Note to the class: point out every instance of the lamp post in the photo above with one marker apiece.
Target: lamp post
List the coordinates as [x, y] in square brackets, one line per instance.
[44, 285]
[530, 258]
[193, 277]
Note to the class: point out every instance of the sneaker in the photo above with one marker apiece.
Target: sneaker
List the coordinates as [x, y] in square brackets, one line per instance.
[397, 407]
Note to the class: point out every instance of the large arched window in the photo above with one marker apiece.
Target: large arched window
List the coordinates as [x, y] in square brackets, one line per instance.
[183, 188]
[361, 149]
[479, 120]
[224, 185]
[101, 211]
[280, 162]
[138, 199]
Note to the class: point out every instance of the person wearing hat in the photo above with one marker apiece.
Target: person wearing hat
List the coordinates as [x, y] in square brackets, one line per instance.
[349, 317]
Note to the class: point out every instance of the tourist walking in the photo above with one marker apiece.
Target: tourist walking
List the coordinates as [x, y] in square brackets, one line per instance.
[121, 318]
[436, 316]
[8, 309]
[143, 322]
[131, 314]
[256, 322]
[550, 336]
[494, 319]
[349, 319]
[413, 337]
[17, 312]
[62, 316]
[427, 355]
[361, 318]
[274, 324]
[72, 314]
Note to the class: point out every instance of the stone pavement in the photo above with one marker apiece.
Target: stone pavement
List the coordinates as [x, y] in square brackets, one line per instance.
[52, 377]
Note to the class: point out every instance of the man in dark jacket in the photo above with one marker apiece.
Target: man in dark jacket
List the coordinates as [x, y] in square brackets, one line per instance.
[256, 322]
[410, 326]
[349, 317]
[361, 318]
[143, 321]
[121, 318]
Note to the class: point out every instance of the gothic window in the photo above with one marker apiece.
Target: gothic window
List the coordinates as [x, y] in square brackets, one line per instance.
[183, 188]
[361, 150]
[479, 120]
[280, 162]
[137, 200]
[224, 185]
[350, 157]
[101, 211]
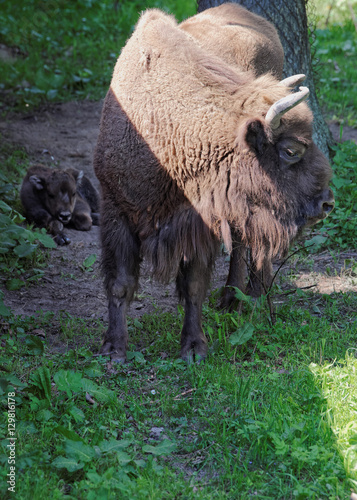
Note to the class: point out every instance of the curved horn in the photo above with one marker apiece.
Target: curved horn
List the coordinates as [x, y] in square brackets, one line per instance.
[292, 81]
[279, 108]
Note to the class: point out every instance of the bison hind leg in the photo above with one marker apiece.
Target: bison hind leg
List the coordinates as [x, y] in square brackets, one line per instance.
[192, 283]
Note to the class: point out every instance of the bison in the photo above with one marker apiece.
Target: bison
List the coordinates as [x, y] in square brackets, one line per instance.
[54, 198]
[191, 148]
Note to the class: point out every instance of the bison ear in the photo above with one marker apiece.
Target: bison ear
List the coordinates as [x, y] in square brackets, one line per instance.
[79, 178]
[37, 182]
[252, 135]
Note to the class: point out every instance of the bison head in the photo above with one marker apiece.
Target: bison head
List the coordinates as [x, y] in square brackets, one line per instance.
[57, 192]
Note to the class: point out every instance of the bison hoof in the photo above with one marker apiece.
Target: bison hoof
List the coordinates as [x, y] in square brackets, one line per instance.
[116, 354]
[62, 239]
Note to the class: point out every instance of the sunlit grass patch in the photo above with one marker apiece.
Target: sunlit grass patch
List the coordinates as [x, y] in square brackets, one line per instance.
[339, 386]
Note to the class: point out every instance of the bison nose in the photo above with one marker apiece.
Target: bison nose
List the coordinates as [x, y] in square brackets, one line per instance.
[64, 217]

■ Exercise objective: Could you reproduce every line of the entries, from the line holding "the bison hind" through the end of the entries, inclusive, keeping all lines in full but adding 49 to each x and y coordinate in the answers?

■ Answer to the problem:
Note to the class: point out every instance of the bison hind leg in the photo above with one marker apiece.
Target: bison hind leg
List the coordinates as [x, y] in square brackets, one line per instance.
[241, 332]
Note to the class: point out every instance of the bison in the photo above with one marker apiece.
Target: bison
List the coordinates as [x, y] in square brackets, one line per instance.
[103, 247]
[240, 197]
Note to the class: point out every instance of the bison ear in the photo above with one marker apiece.
Target: bison ear
List the coordinates as [x, y] in square brackets, one line per instance.
[128, 227]
[86, 231]
[301, 184]
Note to the class: point out every instance of the bison head in the photo above with one marker apiece.
Target: bison head
List the coordinates as [x, y] in square brackets, one line per instance.
[106, 241]
Note to the class: point out every instance of the bison hoof in the photo above with one marker apiece.
Target: bison hoof
List the coordinates as [x, y] in square brackets, one line per instance.
[165, 403]
[111, 288]
Note to the class: point out every instance of the sunlit grass patch in the photo above with one marker apiece.
Target: sunlit grass patch
List the coordinates as [x, y] in square brackets, one line per instance.
[388, 435]
Note to the class: point out every instance of the bison nose in the photo above with one marker apiece.
Target: bison nose
List the coordinates as [x, y] in square brackets, one line per instance.
[113, 266]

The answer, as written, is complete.